• [EXERCISE]
Your reply should be an exact copy of the lines from the one that holds "Could you please tag every instance of the bird" to the end of the data below.

• [THE RECORDS]
..........
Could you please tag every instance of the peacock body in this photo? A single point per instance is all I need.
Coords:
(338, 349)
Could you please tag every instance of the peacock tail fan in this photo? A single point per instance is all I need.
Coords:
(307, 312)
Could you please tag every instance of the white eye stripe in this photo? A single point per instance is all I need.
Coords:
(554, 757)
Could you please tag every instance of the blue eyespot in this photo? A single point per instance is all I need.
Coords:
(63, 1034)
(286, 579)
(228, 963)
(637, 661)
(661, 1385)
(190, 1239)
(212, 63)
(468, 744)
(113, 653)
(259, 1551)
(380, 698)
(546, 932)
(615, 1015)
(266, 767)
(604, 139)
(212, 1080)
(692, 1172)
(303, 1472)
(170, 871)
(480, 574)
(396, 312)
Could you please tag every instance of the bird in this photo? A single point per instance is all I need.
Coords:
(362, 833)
..........
• [EXERCISE OUTPUT]
Could you please tag every instance of the bird in this photo? A single point per instance is all I need.
Coords:
(362, 833)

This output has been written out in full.